* Task brief
Count the lines in the records below that contain the word "pizza". Reply with only that number.

[Records from a dataset]
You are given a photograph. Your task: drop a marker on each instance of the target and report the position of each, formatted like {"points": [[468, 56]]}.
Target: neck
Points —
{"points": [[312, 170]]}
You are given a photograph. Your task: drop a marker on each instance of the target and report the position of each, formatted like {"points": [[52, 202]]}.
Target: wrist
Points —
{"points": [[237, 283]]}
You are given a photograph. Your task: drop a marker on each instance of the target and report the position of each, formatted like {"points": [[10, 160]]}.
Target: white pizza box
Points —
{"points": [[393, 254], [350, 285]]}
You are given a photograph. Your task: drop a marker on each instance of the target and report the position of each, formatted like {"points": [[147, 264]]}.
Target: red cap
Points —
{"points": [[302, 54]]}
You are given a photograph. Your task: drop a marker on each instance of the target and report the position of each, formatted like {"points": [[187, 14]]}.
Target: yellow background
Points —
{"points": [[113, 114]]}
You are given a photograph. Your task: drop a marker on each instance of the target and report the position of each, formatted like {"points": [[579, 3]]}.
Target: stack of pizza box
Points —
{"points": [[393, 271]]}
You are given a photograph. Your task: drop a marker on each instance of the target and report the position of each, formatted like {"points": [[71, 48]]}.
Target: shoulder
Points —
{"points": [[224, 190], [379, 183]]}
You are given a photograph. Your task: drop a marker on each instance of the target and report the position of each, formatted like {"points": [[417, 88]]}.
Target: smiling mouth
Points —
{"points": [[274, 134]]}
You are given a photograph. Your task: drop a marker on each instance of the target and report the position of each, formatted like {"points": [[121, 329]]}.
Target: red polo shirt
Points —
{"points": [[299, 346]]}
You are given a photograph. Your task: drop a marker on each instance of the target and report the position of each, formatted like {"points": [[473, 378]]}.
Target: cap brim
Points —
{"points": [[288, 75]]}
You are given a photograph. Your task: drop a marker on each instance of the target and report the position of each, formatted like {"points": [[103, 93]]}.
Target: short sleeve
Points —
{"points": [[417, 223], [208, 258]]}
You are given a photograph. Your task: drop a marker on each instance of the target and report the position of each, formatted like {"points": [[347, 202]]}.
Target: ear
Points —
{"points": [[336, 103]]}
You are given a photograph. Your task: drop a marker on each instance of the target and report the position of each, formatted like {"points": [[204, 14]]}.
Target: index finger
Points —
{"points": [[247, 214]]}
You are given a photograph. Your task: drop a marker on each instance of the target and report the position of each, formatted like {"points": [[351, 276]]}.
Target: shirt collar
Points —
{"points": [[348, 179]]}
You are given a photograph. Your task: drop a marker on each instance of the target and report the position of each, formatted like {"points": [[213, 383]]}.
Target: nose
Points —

* Reply to the task
2